### Work instructions
A: List every dollar amount that appears in the passage about the Fort Worth house's value.
B: Carry on the passage about the Fort Worth house offer from its last sentence.

I own an old post-WWII house in southwest Fort Worth that has long been valued at between $50,000 and $60,000.  Yesterday I received in the mail an offer from one of those "we buy ugly houses" firms.  The offer was between $130,000 and $160,000!  From my reading, I know that purchase prices have increased considerably for various reasons, principally among them the current scarcity of available housing.  But what this firm was offering still astounded me.

 

 

Assuming a $55k house built near 1950; after adjusting for inflation, the real purchasing power of the dollar value of that house would be equal to near $700k today. Home prices take a different shift over time if we observe their real value vs nominal value.

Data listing
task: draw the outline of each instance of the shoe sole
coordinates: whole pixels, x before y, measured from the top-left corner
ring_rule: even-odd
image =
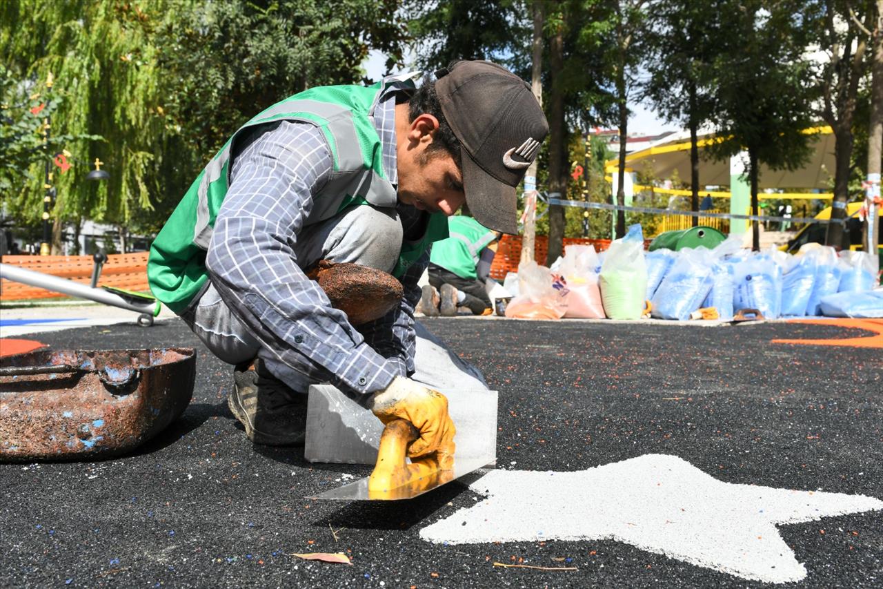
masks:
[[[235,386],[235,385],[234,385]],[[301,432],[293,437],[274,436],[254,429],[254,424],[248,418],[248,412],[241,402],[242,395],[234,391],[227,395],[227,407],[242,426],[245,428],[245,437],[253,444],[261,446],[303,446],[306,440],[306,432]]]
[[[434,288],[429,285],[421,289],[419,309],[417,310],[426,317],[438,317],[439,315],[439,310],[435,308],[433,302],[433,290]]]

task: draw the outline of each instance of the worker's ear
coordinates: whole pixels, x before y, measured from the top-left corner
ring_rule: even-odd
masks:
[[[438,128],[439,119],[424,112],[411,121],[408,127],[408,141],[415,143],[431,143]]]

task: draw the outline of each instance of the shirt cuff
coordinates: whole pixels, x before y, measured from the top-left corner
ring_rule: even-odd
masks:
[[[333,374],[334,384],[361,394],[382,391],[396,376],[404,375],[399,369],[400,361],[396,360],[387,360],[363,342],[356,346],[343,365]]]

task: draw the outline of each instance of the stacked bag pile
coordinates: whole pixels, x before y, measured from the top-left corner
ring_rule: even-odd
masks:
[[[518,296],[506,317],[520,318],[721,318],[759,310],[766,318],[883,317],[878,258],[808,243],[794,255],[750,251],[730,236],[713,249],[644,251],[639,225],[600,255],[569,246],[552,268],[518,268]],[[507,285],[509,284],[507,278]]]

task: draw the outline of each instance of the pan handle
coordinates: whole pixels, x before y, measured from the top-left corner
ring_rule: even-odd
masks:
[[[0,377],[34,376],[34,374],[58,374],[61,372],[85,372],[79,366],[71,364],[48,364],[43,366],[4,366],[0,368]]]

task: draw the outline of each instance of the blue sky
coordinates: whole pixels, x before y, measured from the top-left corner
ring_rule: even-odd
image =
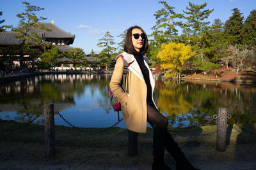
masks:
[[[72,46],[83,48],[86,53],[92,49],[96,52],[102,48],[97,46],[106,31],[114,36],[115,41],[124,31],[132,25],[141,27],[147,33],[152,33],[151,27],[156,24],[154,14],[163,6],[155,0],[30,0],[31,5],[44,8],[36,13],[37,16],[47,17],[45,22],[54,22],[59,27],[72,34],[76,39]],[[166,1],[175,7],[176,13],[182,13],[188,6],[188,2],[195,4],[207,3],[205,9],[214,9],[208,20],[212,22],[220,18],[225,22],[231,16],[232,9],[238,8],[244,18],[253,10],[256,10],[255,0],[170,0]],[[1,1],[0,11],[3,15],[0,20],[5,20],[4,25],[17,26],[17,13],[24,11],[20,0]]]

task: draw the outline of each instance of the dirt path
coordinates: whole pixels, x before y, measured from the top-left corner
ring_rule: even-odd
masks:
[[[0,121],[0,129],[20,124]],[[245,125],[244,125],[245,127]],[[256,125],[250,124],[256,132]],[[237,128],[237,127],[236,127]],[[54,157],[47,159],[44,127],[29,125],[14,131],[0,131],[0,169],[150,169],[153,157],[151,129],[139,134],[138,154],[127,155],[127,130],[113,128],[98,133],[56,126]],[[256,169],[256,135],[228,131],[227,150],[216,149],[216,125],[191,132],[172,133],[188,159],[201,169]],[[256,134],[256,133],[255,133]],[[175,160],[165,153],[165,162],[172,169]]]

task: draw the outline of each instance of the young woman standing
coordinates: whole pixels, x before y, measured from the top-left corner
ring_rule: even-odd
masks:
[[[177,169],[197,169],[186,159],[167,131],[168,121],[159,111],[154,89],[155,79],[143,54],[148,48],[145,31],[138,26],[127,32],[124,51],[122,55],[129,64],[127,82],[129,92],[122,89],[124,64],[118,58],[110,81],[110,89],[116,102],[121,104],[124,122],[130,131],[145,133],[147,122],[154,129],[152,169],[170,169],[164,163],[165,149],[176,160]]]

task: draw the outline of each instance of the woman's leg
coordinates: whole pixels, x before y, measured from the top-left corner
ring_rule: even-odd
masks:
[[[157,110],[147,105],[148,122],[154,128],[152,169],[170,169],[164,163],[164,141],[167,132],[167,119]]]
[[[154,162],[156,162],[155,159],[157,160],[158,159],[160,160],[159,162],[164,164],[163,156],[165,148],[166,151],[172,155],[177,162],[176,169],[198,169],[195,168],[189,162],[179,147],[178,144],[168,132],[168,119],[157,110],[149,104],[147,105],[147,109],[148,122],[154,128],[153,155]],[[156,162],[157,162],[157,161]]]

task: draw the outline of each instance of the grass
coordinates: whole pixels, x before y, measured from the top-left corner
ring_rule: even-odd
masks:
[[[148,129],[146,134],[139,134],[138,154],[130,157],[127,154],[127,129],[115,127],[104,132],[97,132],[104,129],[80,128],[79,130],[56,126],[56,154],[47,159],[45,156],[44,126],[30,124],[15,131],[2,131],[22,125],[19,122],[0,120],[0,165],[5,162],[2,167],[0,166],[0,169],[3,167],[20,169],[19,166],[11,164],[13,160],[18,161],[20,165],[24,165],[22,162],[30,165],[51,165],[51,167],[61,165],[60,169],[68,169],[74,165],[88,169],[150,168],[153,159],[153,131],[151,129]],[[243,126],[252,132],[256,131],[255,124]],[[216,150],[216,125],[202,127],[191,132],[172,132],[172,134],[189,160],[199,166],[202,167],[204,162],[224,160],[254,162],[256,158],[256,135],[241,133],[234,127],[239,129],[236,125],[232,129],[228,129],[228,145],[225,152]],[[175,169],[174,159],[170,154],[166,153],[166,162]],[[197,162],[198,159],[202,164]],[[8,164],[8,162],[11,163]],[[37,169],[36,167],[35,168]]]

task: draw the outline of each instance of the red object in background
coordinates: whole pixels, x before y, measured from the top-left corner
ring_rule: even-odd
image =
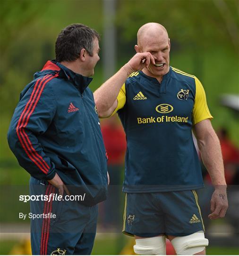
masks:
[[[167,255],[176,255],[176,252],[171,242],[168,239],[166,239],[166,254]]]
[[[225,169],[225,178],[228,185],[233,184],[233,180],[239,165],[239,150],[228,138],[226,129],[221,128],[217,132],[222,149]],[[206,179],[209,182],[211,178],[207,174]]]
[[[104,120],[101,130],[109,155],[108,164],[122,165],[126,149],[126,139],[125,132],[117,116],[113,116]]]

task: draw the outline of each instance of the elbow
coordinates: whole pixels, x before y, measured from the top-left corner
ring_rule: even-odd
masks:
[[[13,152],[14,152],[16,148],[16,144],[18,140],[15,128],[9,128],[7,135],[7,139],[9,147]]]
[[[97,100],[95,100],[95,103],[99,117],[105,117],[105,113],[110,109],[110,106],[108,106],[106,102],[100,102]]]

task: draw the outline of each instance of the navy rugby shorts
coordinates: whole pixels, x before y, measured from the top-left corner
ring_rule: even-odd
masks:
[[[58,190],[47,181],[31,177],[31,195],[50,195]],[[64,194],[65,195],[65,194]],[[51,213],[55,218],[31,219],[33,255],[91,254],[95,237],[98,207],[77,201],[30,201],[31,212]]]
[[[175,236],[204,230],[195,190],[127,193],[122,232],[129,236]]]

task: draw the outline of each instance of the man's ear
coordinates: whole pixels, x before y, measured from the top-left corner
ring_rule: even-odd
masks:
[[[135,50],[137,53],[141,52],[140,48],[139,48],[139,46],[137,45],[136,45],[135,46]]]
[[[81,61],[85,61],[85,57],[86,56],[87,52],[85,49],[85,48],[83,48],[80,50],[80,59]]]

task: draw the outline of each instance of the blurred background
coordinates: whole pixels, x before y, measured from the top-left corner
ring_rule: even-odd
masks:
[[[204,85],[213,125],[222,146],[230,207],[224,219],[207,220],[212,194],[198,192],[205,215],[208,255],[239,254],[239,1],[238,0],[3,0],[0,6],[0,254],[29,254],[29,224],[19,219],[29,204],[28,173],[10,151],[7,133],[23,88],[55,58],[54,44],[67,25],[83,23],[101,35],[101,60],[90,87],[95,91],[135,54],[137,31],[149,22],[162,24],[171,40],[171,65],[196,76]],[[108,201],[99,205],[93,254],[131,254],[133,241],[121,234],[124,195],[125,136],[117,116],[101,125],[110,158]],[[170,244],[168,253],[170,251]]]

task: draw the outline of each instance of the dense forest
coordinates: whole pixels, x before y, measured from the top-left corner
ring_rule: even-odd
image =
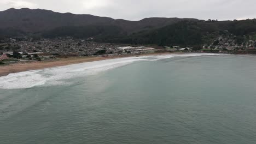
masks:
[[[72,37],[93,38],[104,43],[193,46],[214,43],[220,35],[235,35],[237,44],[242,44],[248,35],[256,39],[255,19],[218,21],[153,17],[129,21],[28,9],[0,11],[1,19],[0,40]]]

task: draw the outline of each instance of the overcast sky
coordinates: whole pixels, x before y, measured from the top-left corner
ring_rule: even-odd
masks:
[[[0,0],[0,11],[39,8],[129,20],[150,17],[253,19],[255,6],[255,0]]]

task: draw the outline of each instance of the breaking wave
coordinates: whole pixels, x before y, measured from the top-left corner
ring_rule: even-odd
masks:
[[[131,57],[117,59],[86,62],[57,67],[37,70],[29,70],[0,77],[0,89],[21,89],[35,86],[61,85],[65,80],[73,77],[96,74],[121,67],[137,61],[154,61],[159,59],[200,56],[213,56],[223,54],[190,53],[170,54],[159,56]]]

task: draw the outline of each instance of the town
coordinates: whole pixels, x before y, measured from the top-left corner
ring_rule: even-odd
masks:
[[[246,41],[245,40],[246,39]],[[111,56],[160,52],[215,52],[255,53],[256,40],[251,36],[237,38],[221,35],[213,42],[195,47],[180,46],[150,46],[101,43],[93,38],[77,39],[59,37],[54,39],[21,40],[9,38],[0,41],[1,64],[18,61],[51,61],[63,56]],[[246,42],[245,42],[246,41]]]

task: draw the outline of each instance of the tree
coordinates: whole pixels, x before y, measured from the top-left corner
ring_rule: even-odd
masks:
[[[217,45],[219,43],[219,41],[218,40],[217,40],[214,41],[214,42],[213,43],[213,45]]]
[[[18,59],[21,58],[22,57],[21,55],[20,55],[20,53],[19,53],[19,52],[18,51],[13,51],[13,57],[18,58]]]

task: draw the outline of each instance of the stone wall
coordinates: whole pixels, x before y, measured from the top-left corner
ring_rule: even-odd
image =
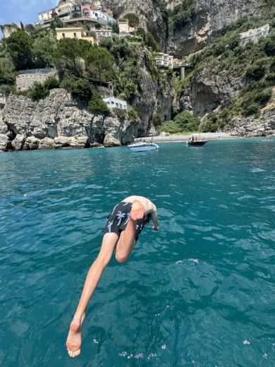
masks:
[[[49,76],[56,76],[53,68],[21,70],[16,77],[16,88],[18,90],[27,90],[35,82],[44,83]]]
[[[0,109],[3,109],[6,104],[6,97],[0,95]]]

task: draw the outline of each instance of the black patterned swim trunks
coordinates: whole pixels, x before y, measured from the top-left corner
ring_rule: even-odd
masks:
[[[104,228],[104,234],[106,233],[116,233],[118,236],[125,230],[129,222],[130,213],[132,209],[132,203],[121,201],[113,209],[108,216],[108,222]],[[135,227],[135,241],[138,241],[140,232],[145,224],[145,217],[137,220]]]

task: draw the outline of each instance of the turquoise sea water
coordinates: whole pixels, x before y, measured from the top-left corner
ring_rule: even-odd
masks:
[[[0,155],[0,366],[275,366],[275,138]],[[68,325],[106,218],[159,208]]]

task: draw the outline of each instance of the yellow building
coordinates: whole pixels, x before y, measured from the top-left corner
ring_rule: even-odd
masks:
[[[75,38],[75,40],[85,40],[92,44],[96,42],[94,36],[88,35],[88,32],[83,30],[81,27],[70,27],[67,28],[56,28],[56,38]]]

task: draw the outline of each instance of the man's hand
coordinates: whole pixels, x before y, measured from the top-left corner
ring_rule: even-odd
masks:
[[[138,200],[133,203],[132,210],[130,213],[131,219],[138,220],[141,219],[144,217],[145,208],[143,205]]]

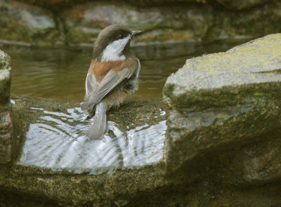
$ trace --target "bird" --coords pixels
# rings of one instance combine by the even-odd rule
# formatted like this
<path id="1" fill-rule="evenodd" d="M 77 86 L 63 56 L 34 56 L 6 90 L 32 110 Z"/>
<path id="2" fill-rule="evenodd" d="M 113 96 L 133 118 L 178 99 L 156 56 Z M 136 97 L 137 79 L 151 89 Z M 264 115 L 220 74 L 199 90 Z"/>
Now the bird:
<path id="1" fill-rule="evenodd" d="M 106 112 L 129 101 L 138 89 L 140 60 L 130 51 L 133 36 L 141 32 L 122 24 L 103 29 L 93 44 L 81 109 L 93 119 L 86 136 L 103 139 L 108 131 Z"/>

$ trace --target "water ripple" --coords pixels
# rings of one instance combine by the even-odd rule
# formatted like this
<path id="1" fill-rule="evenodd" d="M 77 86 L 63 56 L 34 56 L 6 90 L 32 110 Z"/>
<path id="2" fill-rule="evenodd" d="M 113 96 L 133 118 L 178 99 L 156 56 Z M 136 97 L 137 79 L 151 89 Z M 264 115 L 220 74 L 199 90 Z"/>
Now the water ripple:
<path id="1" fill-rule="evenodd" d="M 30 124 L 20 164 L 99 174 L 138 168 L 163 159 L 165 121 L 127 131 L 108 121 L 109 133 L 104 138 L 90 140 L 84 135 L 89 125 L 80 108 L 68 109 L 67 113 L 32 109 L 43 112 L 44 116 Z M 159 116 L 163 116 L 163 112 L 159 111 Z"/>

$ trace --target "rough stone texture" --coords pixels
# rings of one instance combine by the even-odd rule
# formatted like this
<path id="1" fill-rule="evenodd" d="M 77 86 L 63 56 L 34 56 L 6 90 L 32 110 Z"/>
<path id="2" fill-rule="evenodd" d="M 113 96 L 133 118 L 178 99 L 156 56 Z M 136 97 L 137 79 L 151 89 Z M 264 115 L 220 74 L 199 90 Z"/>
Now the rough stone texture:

### Answers below
A: $50,000, $60,000, $130,000, $160,000, $55k, $700k

B:
I guess I thought he was referring to its current value had been $55K up until recent.  I'm sure your example is still true in select/premier neighborhoods but certainly not generally throughout Fort Worth.  It all depends on the neighborhood.  I don't really know the difference between real and nominal value unless you're trading baseball cards for coins or stamps, but the adage I always hear when talking about value is "something is only worth what someone else is willing to pay for it" and I would add...."or what you can insure it for."  I heard a guy on the radio the other day talking about what an ounce of gold could buy you in Biblical times vs what it could buy you today and basically, he said that same ounce of gold that would have bought you a good quality tunic, a belt and a pair of good sandals would still buy you a decent suit, a nice belt and a good pair of shoes today.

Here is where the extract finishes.